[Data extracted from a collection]
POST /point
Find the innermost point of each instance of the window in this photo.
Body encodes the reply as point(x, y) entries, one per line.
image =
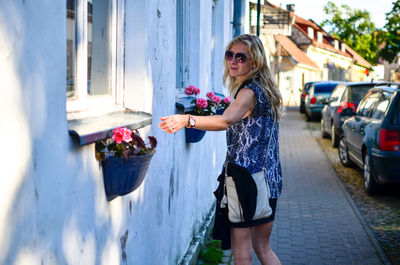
point(396, 113)
point(366, 104)
point(336, 95)
point(310, 32)
point(94, 52)
point(319, 37)
point(380, 109)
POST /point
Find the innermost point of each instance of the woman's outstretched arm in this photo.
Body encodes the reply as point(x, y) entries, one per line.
point(240, 108)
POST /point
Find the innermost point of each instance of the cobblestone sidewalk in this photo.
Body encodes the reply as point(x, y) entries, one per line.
point(317, 222)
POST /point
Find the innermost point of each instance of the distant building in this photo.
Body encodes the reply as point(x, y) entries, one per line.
point(304, 52)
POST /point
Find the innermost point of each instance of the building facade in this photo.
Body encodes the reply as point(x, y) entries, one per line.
point(68, 62)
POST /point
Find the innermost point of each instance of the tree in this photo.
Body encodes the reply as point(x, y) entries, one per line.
point(391, 37)
point(354, 27)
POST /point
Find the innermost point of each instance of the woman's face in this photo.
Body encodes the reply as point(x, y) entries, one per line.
point(238, 60)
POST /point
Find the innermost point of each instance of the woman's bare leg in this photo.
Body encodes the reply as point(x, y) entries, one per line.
point(242, 248)
point(261, 242)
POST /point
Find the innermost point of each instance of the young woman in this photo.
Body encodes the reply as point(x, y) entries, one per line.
point(249, 124)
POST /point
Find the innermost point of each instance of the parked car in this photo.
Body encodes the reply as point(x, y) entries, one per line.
point(317, 97)
point(303, 94)
point(341, 105)
point(371, 138)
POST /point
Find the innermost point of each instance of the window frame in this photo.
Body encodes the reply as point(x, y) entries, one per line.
point(83, 104)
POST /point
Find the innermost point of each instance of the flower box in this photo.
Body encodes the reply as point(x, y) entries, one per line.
point(220, 111)
point(124, 175)
point(194, 135)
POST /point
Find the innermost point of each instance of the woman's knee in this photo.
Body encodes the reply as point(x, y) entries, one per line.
point(243, 258)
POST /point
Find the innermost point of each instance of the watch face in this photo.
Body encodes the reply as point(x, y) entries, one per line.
point(192, 121)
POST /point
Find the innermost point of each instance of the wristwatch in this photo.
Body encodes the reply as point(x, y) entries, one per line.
point(191, 122)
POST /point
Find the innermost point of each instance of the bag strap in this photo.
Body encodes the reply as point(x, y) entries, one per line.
point(266, 155)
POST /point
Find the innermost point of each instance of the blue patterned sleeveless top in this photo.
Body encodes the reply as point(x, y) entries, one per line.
point(248, 139)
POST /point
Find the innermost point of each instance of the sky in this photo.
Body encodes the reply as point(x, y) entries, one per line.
point(313, 9)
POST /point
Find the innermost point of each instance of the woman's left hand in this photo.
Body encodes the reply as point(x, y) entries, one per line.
point(173, 123)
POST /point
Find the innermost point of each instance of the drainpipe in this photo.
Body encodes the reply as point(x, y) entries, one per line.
point(237, 17)
point(258, 17)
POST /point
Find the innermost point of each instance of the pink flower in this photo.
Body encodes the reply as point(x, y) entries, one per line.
point(122, 134)
point(192, 90)
point(216, 99)
point(227, 100)
point(210, 94)
point(201, 102)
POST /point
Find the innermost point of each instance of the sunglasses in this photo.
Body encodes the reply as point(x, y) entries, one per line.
point(239, 57)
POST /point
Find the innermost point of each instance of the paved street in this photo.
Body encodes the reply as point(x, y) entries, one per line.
point(317, 222)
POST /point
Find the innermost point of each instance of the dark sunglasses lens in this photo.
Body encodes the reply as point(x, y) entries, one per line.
point(240, 57)
point(229, 55)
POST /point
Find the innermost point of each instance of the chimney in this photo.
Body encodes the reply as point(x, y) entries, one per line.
point(290, 7)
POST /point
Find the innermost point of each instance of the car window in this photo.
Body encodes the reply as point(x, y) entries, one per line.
point(337, 93)
point(368, 102)
point(326, 88)
point(380, 107)
point(396, 113)
point(356, 93)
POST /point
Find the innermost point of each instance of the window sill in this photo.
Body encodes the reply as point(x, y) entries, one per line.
point(89, 130)
point(185, 104)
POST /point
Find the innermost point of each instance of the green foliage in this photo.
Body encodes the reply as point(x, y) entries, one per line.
point(354, 27)
point(391, 37)
point(212, 255)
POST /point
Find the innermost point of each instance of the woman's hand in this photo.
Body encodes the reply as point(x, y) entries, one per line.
point(173, 123)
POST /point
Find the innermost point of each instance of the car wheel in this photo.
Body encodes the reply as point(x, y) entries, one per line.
point(334, 136)
point(344, 154)
point(324, 134)
point(371, 186)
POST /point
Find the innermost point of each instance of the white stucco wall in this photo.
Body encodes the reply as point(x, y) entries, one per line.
point(53, 208)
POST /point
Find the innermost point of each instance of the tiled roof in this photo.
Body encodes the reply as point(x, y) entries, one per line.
point(326, 44)
point(359, 60)
point(294, 51)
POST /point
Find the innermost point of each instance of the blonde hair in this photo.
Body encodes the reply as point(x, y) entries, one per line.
point(260, 72)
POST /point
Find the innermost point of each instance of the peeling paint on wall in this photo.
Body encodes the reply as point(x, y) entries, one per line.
point(123, 240)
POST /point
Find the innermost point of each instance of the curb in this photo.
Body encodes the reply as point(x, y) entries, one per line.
point(360, 217)
point(192, 254)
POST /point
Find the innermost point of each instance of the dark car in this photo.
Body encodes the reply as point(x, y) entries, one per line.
point(371, 138)
point(303, 94)
point(317, 97)
point(341, 105)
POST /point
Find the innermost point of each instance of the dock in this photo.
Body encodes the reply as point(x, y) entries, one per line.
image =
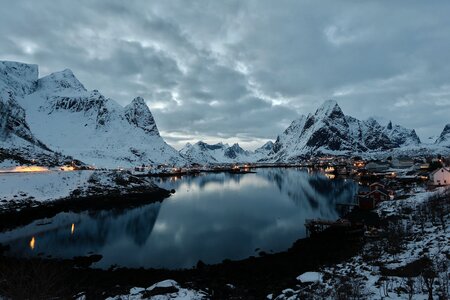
point(314, 226)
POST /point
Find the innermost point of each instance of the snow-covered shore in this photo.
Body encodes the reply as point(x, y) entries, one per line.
point(32, 189)
point(408, 261)
point(164, 290)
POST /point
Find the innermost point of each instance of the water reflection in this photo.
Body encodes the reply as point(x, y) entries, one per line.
point(210, 218)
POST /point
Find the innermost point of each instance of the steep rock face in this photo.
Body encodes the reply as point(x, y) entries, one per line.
point(204, 153)
point(138, 114)
point(444, 137)
point(235, 152)
point(71, 120)
point(61, 82)
point(330, 131)
point(16, 80)
point(265, 149)
point(401, 136)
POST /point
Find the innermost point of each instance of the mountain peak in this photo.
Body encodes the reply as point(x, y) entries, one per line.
point(62, 81)
point(18, 78)
point(330, 108)
point(444, 137)
point(138, 114)
point(389, 126)
point(139, 101)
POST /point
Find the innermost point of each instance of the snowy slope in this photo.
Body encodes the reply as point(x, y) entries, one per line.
point(204, 153)
point(444, 138)
point(330, 131)
point(93, 128)
point(18, 144)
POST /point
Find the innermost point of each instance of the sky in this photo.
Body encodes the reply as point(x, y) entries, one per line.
point(241, 71)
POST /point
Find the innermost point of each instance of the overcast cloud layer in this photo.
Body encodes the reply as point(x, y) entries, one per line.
point(243, 70)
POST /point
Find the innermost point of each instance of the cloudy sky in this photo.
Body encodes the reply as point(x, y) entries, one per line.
point(241, 71)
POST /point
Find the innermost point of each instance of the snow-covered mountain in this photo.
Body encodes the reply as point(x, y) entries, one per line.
point(330, 131)
point(444, 138)
point(264, 150)
point(18, 144)
point(204, 153)
point(85, 124)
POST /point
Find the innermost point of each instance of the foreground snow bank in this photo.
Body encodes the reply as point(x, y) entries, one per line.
point(37, 188)
point(167, 289)
point(410, 261)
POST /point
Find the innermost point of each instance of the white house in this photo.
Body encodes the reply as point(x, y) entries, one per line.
point(440, 176)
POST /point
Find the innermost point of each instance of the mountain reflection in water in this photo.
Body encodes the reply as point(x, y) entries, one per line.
point(211, 217)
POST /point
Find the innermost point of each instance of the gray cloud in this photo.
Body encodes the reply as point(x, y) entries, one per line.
point(241, 71)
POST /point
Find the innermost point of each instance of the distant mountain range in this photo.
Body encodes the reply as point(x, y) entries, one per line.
point(56, 114)
point(203, 153)
point(54, 119)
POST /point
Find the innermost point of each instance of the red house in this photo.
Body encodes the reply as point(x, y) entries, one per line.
point(376, 194)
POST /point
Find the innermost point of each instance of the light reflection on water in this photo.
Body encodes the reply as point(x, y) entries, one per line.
point(210, 218)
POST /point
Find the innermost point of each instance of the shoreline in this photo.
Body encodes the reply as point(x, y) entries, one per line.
point(25, 213)
point(251, 278)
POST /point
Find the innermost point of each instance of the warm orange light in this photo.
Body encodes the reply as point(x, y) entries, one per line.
point(21, 169)
point(32, 243)
point(67, 168)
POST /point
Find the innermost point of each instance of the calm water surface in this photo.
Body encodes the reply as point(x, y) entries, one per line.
point(211, 217)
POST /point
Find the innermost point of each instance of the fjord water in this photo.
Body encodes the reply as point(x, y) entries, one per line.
point(211, 217)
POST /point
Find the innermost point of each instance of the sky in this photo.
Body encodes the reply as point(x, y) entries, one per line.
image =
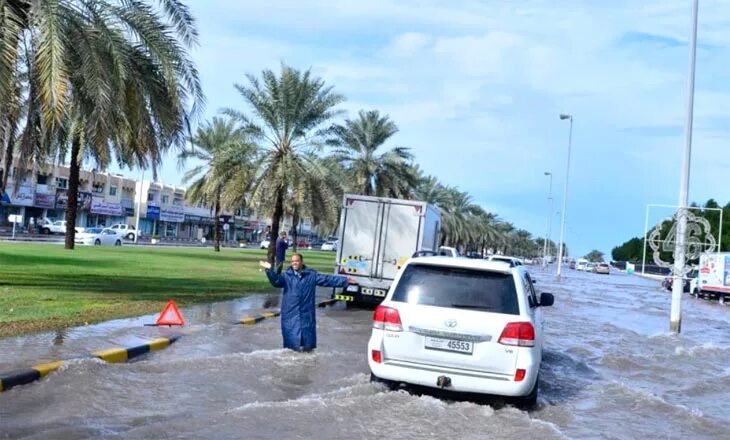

What the exercise asks:
Extract every line of the records above that contains the word "woman". Copy each such line in full.

Written answer:
Find the innermost point of each instance of the woman's outstretched arm in this photo.
Find the innermost point of each instance of the woman's face in this photo.
Find the innermost point of each instance of the woman's bare leg in this photo.
Find the innermost point of each instance of the young woman in this photo.
Find the innermost point of each instance of the woman's knee in this photo.
Find the innermost point of each instance of the woman's left hand in this photo.
Find the innermost point of each instance of the woman's hand in this photo.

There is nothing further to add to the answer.